Exercício curto » Disponha todos os dados abaixo como uma lista numerada, deixando de fora as linhas em branco.
━━━ Dados fornecidos
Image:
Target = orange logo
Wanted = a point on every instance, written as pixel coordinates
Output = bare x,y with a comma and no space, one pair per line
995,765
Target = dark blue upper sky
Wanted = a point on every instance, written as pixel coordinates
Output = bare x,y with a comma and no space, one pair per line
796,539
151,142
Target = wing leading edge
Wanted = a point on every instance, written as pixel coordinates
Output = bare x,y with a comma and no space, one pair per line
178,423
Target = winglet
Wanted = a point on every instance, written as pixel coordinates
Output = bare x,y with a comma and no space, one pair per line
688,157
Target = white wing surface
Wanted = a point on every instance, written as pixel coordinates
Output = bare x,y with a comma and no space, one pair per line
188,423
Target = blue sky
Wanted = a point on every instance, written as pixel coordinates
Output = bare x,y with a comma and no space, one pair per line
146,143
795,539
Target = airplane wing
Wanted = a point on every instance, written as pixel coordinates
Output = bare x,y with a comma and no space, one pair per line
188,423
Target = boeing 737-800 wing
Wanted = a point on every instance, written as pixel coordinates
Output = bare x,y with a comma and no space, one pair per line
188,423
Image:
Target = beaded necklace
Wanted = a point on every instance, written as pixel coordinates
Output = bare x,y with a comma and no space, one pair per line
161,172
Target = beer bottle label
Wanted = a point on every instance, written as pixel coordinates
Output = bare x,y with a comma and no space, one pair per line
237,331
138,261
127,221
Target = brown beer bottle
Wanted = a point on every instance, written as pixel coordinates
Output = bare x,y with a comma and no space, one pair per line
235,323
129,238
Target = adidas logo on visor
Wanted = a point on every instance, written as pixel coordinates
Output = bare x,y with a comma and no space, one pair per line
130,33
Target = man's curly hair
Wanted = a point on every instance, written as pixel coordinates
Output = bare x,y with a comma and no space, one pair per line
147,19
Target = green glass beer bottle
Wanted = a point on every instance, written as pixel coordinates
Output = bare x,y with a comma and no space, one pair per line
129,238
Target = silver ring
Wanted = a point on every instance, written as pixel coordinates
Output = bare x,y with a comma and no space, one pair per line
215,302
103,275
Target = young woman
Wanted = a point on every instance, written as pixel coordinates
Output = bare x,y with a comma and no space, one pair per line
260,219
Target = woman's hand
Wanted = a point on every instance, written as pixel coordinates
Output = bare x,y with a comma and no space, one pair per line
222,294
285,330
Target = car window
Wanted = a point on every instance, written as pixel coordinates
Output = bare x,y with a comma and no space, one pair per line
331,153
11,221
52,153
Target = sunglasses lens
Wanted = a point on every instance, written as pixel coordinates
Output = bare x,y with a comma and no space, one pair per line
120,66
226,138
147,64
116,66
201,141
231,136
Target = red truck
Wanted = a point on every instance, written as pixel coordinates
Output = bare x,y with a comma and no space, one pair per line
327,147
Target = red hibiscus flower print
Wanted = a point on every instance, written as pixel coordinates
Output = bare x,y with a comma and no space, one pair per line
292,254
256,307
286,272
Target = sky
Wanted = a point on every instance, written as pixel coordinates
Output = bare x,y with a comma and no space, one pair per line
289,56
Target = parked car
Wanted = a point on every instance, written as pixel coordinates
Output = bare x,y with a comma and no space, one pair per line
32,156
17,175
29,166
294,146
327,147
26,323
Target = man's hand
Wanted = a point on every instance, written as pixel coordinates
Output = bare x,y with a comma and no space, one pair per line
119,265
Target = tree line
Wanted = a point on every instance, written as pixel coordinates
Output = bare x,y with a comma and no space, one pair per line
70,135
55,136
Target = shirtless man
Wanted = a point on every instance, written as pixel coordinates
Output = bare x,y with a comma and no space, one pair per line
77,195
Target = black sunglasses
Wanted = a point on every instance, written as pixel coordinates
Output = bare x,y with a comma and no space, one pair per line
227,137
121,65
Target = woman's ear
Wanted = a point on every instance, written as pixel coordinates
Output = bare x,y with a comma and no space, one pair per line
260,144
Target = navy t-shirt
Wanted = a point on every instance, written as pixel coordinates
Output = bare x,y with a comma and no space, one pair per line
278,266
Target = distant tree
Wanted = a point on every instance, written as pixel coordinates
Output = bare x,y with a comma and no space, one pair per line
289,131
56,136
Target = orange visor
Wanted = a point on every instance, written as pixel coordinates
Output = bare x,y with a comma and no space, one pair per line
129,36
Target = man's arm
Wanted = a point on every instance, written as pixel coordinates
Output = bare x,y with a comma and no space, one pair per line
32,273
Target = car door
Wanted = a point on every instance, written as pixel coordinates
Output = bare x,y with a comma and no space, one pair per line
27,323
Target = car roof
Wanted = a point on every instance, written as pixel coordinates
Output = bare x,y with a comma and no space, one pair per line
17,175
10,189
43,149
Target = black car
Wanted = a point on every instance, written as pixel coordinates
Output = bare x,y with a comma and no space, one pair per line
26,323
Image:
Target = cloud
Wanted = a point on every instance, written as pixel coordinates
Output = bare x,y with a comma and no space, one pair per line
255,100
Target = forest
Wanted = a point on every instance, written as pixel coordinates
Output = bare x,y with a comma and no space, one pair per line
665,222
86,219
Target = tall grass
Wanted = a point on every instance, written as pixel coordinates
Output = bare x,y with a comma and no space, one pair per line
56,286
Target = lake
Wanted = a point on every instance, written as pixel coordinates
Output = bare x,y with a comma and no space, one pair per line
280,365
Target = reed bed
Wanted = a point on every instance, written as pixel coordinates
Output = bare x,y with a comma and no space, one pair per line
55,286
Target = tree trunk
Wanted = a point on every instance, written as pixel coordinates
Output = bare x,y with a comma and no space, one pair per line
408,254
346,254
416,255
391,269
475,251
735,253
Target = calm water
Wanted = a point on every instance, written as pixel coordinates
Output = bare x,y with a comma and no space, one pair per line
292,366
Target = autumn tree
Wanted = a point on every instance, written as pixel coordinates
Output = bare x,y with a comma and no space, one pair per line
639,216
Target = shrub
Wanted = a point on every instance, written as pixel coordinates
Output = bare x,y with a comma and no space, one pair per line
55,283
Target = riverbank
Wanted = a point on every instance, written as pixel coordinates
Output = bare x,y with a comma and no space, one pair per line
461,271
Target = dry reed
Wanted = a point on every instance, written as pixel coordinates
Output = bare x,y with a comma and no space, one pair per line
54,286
━━━━━━
Resposta escrita »
1. Image:
2. Target = orange logo
3. Wanted = a point on every instance, written as pixel coordinates
4. Output = bare x,y with a comma and no space, one pair per line
5. 995,765
6. Target = dark blue upper sky
7. Wanted = a point on every instance, written as pixel coordinates
8. Output = bare x,y with a comma and no space, one pair per line
9. 796,539
10. 151,142
11. Target = wing leading edge
12. Wanted = a point on every instance, written as pixel coordinates
13. Output = bare x,y with a comma and no space, one pair per line
14. 178,423
15. Target = winglet
16. Wanted = a point on every instance, written as pixel coordinates
17. Output = bare x,y with a comma and no space, one pair per line
18. 688,157
19. Target = white wing surface
20. Wanted = a point on every instance, written as pixel coordinates
21. Output = bare x,y with a comma and no space, one pair per line
22. 188,423
23. Target = blue sky
24. Wanted = a point on every instance, written as pixel coordinates
25. Output = bare x,y with a comma and no space, one pair per line
26. 146,143
27. 795,539
28. Target = airplane wing
29. Wanted = a point on every instance, written as pixel coordinates
30. Output = bare x,y with a comma and no space, one pair per line
31. 188,423
32. Target = boeing 737-800 wing
33. Wanted = a point on every instance, written as pixel coordinates
34. Output = bare x,y with a comma and no space, one pair per line
35. 188,423
36. Image:
37. Target = beaded necklace
38. Wanted = a point on every instance, written as pixel coordinates
39. Output = bare x,y with a comma and no space, one pair per line
40. 161,172
41. Target = beer bottle label
42. Wanted = a point on every instance, written as pixel coordinates
43. Output = bare x,y with a comma and no space, one pair per line
44. 237,331
45. 138,261
46. 127,221
47. Target = brown beer bottle
48. Wanted = a point on every instance, written as pixel coordinates
49. Output = bare x,y with a comma and no space, one pair per line
50. 235,323
51. 129,238
52. Target = adidas logo on visor
53. Wanted = a point on every instance, written as pixel coordinates
54. Output = bare x,y with a comma and no space, one pair per line
55. 130,33
56. Target = man's curly hair
57. Wanted = a point on every instance, written as pixel coordinates
58. Output = bare x,y with a comma and no space, one pair per line
59. 147,19
60. Target = green glass beer bottle
61. Wanted = a point on every instance, written as pixel coordinates
62. Output = bare x,y with a comma and no space, one pair per line
63. 129,238
64. Target = silver ring
65. Wanted = a point on every instance, written as pixel coordinates
66. Output = bare x,y with a comma and no space, one pair per line
67. 215,302
68. 103,275
69. Target = young woman
70. Wanted = a point on every instance, written as pixel coordinates
71. Output = bare x,y with a comma and no space, one pair per line
72. 260,219
73. Target = woman's hand
74. Wanted = a point on every instance, written as pixel coordinates
75. Output = bare x,y with a comma and no space, one pair per line
76. 222,294
77. 285,330
78. Target = car window
79. Wanted = a point on every instance, written as pixel coordinates
80. Output = bare x,y with a comma and no space, one pair per line
81. 331,153
82. 11,221
83. 52,153
84. Target = sunglasses lens
85. Wanted = a point on every instance, written as pixel coordinates
86. Output = bare x,y with a comma and no space, one pair per line
87. 120,66
88. 226,138
89. 147,64
90. 116,66
91. 201,141
92. 231,136
93. Target = red truck
94. Wanted = a point on every instance, written as pixel coordinates
95. Output = bare x,y with a comma and no space, one pair per line
96. 327,147
97. Target = red hibiscus flower print
98. Wanted = a point on every instance, written as pixel coordinates
99. Output = bare x,y with a comma and no space, one pair per line
100. 292,254
101. 256,307
102. 286,272
103. Target = sky
104. Wanted = a point on every instance, written as pixel coordinates
105. Output = bare x,y with a comma and no space, one pair per line
106. 289,56
107. Target = parked car
108. Wanted = a point on every instance, written as pixel coordinates
109. Output = bare x,y with a comma and no space, one pair per line
110. 32,156
111. 17,175
112. 29,166
113. 294,146
114. 327,147
115. 26,323
116. Target = man's hand
117. Wanted = a point on every instance, written as pixel coordinates
118. Output = bare x,y with a comma and no space, one pair per line
119. 119,265
120. Target = tree line
121. Wanted = a point on every instance, written as pixel coordinates
122. Output = bare x,y with a comma and no space, one pair per line
123. 70,135
124. 55,136
125. Target = shirtless man
126. Wanted = a point on every instance, written as pixel coordinates
127. Output = bare x,y with a comma and no space, one pair per line
128. 77,195
129. Target = black sunglasses
130. Wanted = a point on every instance, written as pixel coordinates
131. Output = bare x,y with a comma and no space, one pair per line
132. 227,137
133. 121,65
134. Target = woman's ear
135. Wanted = a point on every instance, written as pixel coordinates
136. Output = bare x,y with a comma and no space, one pair per line
137. 260,144
138. Target = navy t-shirt
139. Wanted = a point on every instance, written as pixel coordinates
140. Output = bare x,y with a comma and no space, one pair per line
141. 278,266
142. Target = distant tree
143. Wanted = a point on every instance, written as pixel coordinates
144. Output = bare x,y with a comma and no space, one pair per line
145. 289,131
146. 56,136
147. Target = orange visor
148. Wanted = a point on every instance, written as pixel coordinates
149. Output = bare x,y with a comma and no space, one pair per line
150. 129,36
151. Target = man's arm
152. Wanted = a point on every instance, written as pixel coordinates
153. Output = bare x,y with a comma and no space, one pair per line
154. 32,273
155. Target = car door
156. Wanted = a point on every instance, written as pixel coordinates
157. Output = bare x,y with a comma and no space, one pair per line
158. 27,323
159. Target = car roof
160. Wanted = a point on every instance, written as pixel coordinates
161. Output = bare x,y with a comma and no space, one pair per line
162. 17,175
163. 10,189
164. 43,149
165. Target = black car
166. Wanted = a point on every instance, written as pixel coordinates
167. Output = bare x,y with a comma and no space, one pair per line
168. 26,323
169. Image:
170. Target = cloud
171. Wanted = a point on every instance, written as pixel coordinates
172. Output = bare x,y with a comma and no space, one pair per line
173. 255,100
174. Target = forest
175. Wanted = a point on every instance, written as pixel coordinates
176. Output = bare x,y with a comma and no space, one pair per line
177. 665,222
178. 86,219
179. Target = tall grass
180. Wanted = a point on every instance, written as pixel coordinates
181. Output = bare x,y with a comma and no space, one pair per line
182. 56,286
183. Target = lake
184. Wanted = a point on every instance, written as pixel coordinates
185. Output = bare x,y with a comma and no space, one pair per line
186. 280,365
187. Target = reed bed
188. Wanted = a point on every instance, written as pixel coordinates
189. Output = bare x,y with a comma and no space, one pair per line
190. 55,286
191. Target = tree trunk
192. Wanted = a point on every instance, written as pixel coordinates
193. Output = bare x,y with a comma and no space, one pair per line
194. 408,254
195. 346,254
196. 416,255
197. 391,269
198. 475,251
199. 735,253
200. Target = calm water
201. Wanted = a point on every instance, written as pixel coordinates
202. Output = bare x,y with a comma and no space, one pair per line
203. 292,366
204. Target = autumn tree
205. Wanted = a point on every instance, written as pixel coordinates
206. Output = bare x,y with a comma and no space, one pair per line
207. 639,216
208. Target = shrub
209. Wanted = a point on every instance, written as pixel coordinates
210. Output = bare x,y with a comma and no space, one pair per line
211. 55,283
212. Target = riverbank
213. Wanted = a point on every instance, written as pixel coordinates
214. Output = bare x,y with a comma and no space, one pair per line
215. 461,271
216. Target = dry reed
217. Wanted = a point on every instance, written as pixel coordinates
218. Output = bare x,y with a comma and no space, one pair per line
219. 54,286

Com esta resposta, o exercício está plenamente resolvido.